Provided information:

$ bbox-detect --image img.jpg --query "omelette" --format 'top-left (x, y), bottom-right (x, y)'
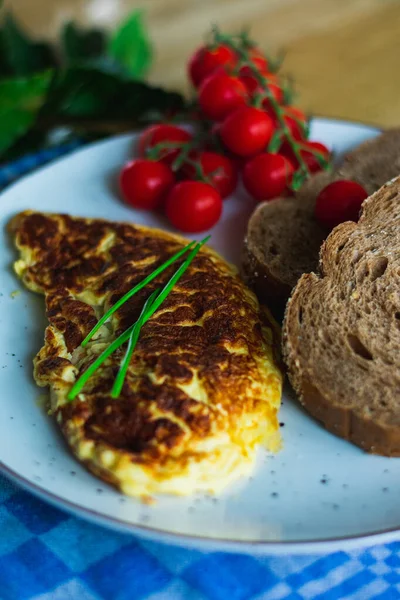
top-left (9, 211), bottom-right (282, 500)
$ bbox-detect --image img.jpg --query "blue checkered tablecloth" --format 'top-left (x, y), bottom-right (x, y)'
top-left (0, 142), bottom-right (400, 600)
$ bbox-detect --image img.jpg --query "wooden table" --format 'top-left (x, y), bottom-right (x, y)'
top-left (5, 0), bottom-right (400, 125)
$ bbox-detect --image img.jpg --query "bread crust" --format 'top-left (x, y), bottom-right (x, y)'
...
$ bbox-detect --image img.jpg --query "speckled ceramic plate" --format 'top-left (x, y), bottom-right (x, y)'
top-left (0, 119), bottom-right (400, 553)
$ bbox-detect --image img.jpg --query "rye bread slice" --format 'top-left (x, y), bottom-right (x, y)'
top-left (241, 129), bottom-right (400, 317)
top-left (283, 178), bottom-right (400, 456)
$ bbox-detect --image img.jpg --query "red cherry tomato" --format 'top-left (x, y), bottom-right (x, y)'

Directions for this task: Please pick out each line in the rows above that contains the string "detect" and copy it.

Solution:
$ bbox-detect --image img.jpg --query "omelette" --format 'top-left (x, y), bottom-right (x, y)'
$ bbox-detect --image img.jpg --query "blue checkered tablecloth" --format 'top-left (x, y), bottom-right (x, y)'
$ bbox-detect --image img.jpg --query "wooden table" --format 'top-left (x, y), bottom-right (x, y)'
$ bbox-detect --image img.jpg --query "bread crust" --format 'top-left (x, y), bottom-right (x, y)'
$ bbox-detect --image img.jpg --query "speckled ceramic plate" --format 'top-left (x, y), bottom-right (x, y)'
$ bbox-detect --image img.jpg --query "rye bread slice" --format 'top-left (x, y), bottom-right (x, y)'
$ bbox-detect --image img.jpg --query "red cherry tomato" --format 'top-left (x, y), bottom-right (x, y)'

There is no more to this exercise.